• Stated goal 1
Report each line of the records that contains the word "photo".

• Source document
--------------------

Summation without end value? $$\sum_{a+n-b=c}\binom{n}{a}\binom{n}{b}$$
What does this mean ? I found it here
It is meant to sum up from where to where ? 
 A: Assuming that $a,b, c$ are non-negative integers,
$$\begin{align}
\sum_{a+n-b=c}\binom{n}{a}\binom{n}{b}&=\sum_{a+n-b=c}\binom na\binom n{n-b}\\
&=\sum_{a^*}\binom na\binom n{c-a}\\
&=\binom {2n}c\qquad\qquad\text{by the Vandermonde Identity}
\end{align}$$
where $a^*$ indicates the following ranges for $a$:
$$\begin{cases} \begin{align}
0<c<=n: &\qquad a=0\quad\text{to}\quad
c\\    
n<c\leq 2n: &\qquad a=c-n\quad\text{to}\quad n
\end{align}\end{cases}$$
such that $0\leq a,\;c-a \leq n$.
A: In context , both $a$ and $b$ are whole numbers less than or equal to $n$ 
$$\sum_{a+n-b=c}\binom{n}{a}\binom{n}{b}=\sum_{a=a_{min}}^{a_{max}} \binom n a \binom n{(n+a)-c}$$
where $a_{max}=\min\{ n, c-n \}$ and $a_{min}=\max\{ 0, c-n \}$
A: You could write the sum over $a$ as  $$\sum_{a= \max(0, c-n)}^{\min(n,c)}\binom{n}{a}\binom{n}{a+n-c}$$ 
A: You sum it up on all possible values where (a + n - b=c) [In the context, n is a constant and c is a constant between 0 and 2n].  The conditions of a summation need not be a sequenced list.  You can do $\sum_{p|36; p >0} p$ to mean $1 + 2 + 3 + 4 + 6 + 9 + 12 + 18 + 36$.  This is in basically easier than writing $\sum_{i = 1}^{36} a_i$ where $a_i = i$ if $i|36$ and $a_i = 0$ if $i$ doesn't divide $36$.

--------------------

• Stated goal 2
Answer these questions from the summation thread above:
(a) Which identity does the first answer name to reach $\binom{2n}{c}$?
(b) According to the last answer, c is a constant between which two values?
(c) What sum does $\sum_{p|36; p >0} p$ stand for in the last answer?

• Record extracts
--------------------

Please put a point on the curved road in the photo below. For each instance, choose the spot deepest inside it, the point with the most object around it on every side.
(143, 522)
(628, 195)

--------------------

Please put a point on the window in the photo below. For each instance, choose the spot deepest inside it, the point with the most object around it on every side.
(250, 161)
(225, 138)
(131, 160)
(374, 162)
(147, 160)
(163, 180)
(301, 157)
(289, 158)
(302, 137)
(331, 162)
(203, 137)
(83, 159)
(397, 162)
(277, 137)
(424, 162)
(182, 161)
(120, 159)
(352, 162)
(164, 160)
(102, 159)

--------------------

• Worked answer 1
Please put a point on the curved road in the photo below. For each instance, choose the spot deepest inside it, the point with the most object around it on every side.
Please put a point on the window in the photo below. For each instance, choose the spot deepest inside it, the point with the most object around it on every side.

• Worked answer 2
(a) The Vandermonde Identity.
(b) Between 0 and 2n.
(c) $1 + 2 + 3 + 4 + 6 + 9 + 12 + 18 + 36$.